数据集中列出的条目
-=-=-=-=-

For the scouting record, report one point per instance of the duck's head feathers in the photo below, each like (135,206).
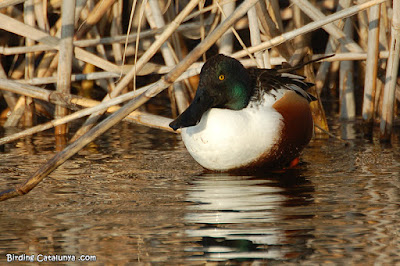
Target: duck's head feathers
(224,83)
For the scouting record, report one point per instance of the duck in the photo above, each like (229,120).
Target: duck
(244,119)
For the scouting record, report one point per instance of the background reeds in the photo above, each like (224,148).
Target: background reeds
(63,60)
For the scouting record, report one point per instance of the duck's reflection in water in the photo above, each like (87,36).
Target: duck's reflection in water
(250,217)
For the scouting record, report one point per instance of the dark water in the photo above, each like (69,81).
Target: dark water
(136,196)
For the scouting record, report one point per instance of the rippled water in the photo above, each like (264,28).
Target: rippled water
(136,196)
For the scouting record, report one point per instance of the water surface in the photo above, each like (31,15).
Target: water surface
(136,196)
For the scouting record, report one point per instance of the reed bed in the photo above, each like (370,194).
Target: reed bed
(66,60)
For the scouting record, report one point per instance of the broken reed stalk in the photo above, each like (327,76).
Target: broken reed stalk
(168,53)
(255,37)
(29,19)
(309,27)
(330,48)
(346,80)
(334,31)
(371,69)
(226,42)
(389,98)
(124,82)
(64,69)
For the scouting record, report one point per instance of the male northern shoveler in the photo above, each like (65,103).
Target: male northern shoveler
(244,118)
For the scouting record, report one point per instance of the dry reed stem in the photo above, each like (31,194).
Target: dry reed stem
(266,21)
(131,38)
(309,27)
(371,69)
(94,16)
(316,15)
(29,19)
(12,25)
(124,82)
(99,129)
(168,55)
(346,81)
(65,55)
(226,42)
(255,37)
(389,98)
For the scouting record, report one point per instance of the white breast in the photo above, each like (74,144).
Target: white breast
(226,139)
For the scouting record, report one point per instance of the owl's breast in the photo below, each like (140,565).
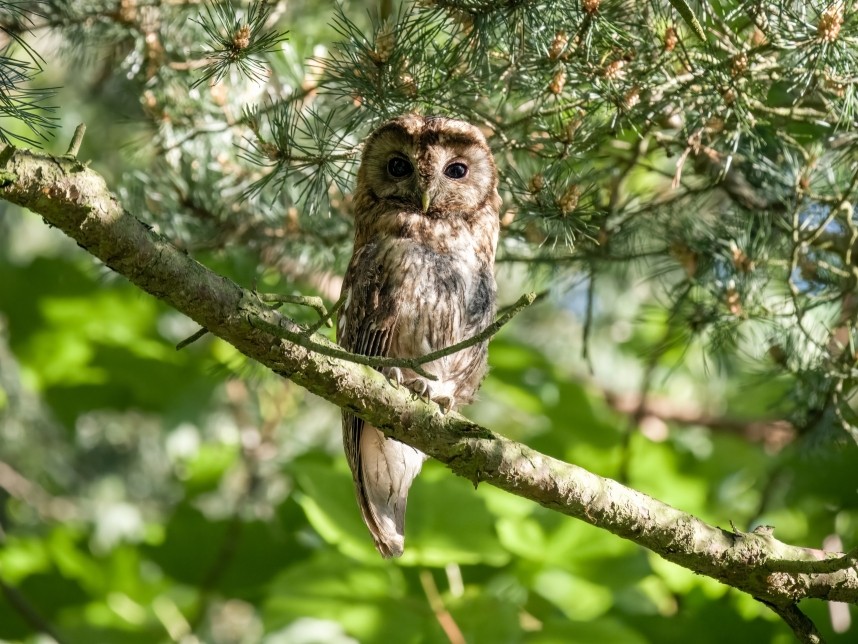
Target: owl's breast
(440,298)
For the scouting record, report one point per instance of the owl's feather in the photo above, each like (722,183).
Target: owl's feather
(420,279)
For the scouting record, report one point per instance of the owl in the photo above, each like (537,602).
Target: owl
(421,278)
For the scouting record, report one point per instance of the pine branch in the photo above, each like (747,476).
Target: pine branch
(76,200)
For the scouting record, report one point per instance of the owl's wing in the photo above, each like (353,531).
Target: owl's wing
(383,469)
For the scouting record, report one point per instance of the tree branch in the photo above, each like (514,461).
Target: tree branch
(76,200)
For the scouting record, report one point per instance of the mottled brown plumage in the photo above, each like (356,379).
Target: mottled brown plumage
(420,279)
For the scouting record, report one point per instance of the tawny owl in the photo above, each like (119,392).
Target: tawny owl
(420,279)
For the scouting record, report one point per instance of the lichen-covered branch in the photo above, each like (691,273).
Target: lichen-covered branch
(77,200)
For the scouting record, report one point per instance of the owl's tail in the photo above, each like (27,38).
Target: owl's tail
(387,469)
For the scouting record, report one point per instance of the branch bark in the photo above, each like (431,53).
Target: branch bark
(75,199)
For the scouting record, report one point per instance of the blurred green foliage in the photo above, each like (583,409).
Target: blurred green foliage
(149,495)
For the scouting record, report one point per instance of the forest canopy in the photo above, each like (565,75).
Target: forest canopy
(679,184)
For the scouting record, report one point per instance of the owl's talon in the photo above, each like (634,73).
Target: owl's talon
(421,387)
(446,403)
(393,375)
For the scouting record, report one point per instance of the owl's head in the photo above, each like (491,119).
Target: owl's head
(436,166)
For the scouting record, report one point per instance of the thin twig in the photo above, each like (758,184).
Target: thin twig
(804,629)
(312,301)
(321,345)
(77,139)
(820,566)
(191,339)
(326,319)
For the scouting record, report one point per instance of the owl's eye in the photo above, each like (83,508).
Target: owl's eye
(456,170)
(398,168)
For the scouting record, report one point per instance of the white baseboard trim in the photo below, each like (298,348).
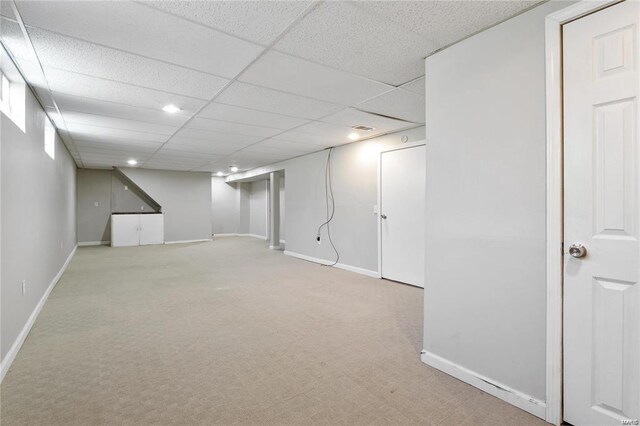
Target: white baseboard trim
(350,268)
(5,364)
(94,243)
(188,241)
(497,389)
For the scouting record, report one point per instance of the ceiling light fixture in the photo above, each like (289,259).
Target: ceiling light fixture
(171,109)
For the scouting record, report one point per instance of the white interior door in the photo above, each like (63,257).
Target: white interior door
(402,209)
(151,229)
(125,230)
(601,192)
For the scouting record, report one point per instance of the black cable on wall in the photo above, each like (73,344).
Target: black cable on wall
(329,201)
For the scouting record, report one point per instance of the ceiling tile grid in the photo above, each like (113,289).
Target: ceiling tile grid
(256,82)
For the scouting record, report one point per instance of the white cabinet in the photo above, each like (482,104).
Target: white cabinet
(137,229)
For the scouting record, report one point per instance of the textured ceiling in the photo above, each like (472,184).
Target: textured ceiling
(257,82)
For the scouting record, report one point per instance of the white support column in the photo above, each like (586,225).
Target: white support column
(274,207)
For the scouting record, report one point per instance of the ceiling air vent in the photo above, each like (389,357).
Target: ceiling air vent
(363,128)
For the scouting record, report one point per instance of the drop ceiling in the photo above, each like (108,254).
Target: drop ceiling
(256,82)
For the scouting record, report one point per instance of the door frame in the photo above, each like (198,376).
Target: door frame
(555,197)
(379,212)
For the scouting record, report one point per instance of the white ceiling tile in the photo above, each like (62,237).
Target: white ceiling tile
(249,96)
(145,31)
(284,72)
(228,127)
(83,130)
(254,117)
(280,151)
(416,86)
(318,133)
(246,158)
(111,91)
(111,109)
(289,146)
(352,117)
(73,117)
(446,21)
(151,165)
(258,21)
(344,36)
(203,146)
(399,104)
(115,144)
(184,157)
(94,150)
(212,136)
(77,56)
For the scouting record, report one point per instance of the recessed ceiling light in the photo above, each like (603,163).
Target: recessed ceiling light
(172,109)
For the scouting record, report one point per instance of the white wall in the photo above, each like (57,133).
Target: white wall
(225,207)
(38,218)
(355,181)
(282,208)
(100,193)
(185,198)
(258,207)
(485,216)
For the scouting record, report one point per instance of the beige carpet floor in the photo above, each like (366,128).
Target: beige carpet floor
(229,332)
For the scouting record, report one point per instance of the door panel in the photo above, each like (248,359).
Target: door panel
(402,201)
(601,192)
(151,229)
(125,230)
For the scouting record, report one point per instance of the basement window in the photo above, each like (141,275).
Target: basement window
(12,99)
(5,93)
(49,138)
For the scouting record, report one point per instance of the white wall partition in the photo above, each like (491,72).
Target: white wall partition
(258,207)
(38,221)
(485,214)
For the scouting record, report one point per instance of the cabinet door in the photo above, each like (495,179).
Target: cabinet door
(151,229)
(125,230)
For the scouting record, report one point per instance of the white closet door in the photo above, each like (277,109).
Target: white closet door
(402,210)
(124,230)
(151,229)
(602,214)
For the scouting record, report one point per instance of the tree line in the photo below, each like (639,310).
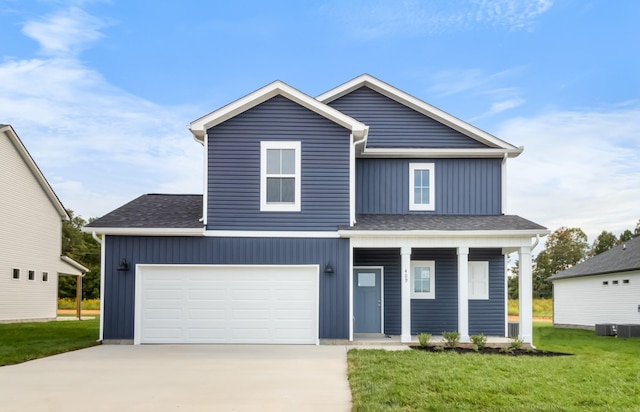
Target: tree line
(84,249)
(564,248)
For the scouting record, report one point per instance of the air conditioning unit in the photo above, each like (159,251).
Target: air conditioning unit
(605,329)
(629,331)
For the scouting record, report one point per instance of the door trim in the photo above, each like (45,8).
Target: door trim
(381,268)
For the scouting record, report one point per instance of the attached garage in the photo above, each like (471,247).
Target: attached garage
(226,304)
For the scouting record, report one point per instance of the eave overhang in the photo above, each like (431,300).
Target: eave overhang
(129,231)
(421,107)
(200,126)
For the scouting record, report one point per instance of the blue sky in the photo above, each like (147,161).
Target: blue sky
(101,91)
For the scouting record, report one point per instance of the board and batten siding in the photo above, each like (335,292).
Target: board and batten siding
(30,239)
(587,301)
(488,316)
(234,169)
(395,125)
(119,290)
(463,186)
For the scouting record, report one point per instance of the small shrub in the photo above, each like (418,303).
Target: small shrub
(515,344)
(451,339)
(424,338)
(479,342)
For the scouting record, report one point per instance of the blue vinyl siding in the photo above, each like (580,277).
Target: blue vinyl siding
(119,287)
(234,169)
(488,316)
(440,314)
(395,125)
(463,186)
(390,259)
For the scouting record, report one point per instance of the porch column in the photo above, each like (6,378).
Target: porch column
(525,295)
(463,293)
(405,296)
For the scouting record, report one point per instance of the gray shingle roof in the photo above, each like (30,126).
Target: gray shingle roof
(155,211)
(621,258)
(442,222)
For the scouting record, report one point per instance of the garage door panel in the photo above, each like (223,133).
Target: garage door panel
(219,304)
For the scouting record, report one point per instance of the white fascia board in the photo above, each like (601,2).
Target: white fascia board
(419,106)
(266,233)
(131,231)
(443,233)
(35,170)
(200,126)
(437,153)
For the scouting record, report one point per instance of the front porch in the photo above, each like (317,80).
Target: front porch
(454,304)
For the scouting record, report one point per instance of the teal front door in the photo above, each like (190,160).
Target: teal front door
(367,300)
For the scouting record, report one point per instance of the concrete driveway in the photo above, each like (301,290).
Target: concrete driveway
(180,378)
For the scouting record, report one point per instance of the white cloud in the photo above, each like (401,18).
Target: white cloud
(66,32)
(370,20)
(98,145)
(579,169)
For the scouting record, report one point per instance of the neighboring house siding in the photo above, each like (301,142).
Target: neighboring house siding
(585,301)
(463,186)
(440,314)
(119,286)
(487,316)
(234,169)
(30,239)
(390,259)
(395,125)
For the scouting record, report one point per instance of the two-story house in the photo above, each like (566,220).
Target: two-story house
(364,210)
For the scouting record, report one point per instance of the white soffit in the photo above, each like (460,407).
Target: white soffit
(421,107)
(200,126)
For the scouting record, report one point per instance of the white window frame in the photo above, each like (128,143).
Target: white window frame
(431,264)
(279,207)
(478,269)
(431,206)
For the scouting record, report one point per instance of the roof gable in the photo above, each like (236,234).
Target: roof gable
(8,132)
(199,127)
(622,258)
(424,108)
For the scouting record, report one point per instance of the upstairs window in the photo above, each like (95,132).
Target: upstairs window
(280,176)
(421,186)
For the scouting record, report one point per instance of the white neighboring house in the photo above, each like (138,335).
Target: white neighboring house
(602,289)
(31,218)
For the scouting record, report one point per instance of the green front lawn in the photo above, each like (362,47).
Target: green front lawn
(604,375)
(20,342)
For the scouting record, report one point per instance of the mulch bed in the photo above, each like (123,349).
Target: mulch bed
(492,351)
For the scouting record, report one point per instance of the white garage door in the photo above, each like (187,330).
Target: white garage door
(226,304)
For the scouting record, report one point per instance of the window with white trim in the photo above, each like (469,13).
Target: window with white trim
(421,186)
(478,278)
(423,279)
(280,176)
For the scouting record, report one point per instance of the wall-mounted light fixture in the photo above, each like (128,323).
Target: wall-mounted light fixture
(328,269)
(124,265)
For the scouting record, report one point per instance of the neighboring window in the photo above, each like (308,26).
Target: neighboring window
(478,280)
(423,279)
(280,176)
(421,186)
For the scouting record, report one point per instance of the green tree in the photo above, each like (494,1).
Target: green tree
(82,248)
(564,248)
(605,241)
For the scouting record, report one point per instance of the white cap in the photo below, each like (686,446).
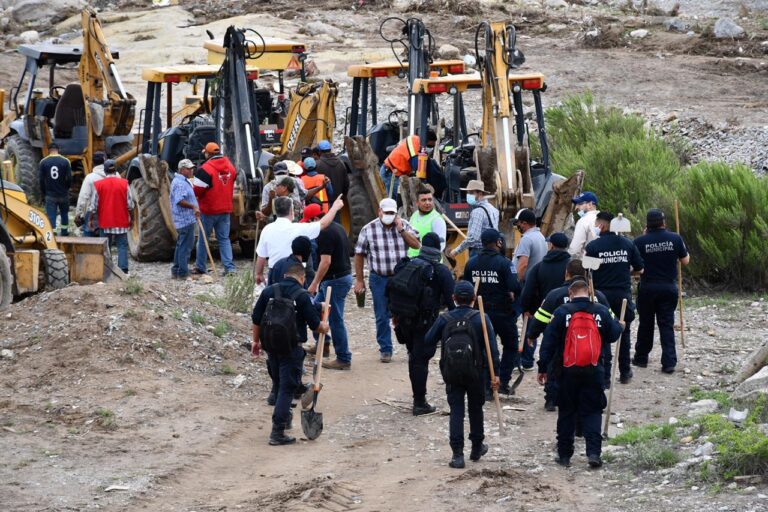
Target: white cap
(388,204)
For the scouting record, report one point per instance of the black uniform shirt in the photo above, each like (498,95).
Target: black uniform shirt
(617,255)
(660,250)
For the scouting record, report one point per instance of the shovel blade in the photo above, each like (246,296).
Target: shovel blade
(312,424)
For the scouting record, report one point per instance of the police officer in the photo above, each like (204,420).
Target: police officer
(498,287)
(581,391)
(619,257)
(543,316)
(657,293)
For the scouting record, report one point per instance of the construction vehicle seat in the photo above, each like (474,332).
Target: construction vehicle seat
(70,112)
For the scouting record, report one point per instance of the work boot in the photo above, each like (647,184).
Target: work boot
(478,450)
(594,461)
(422,407)
(457,461)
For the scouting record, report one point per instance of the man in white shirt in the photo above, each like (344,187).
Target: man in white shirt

-=-=-=-=-

任务说明 -
自包含“each like (647,184).”的那一行起，至上方各行末尾止（首尾两行均计入），请将这些行转为编号列表，空行不予列出。

本题结果 -
1. For the scouting record, report one point per instance of the work boot in the photo above, each like (647,184).
2. Target: work boot
3. (478,450)
4. (594,461)
5. (422,407)
6. (457,461)
7. For the scouting record, report one point per instance of the man in white shirt in the photo above, each like (344,187).
8. Target: man in white shirt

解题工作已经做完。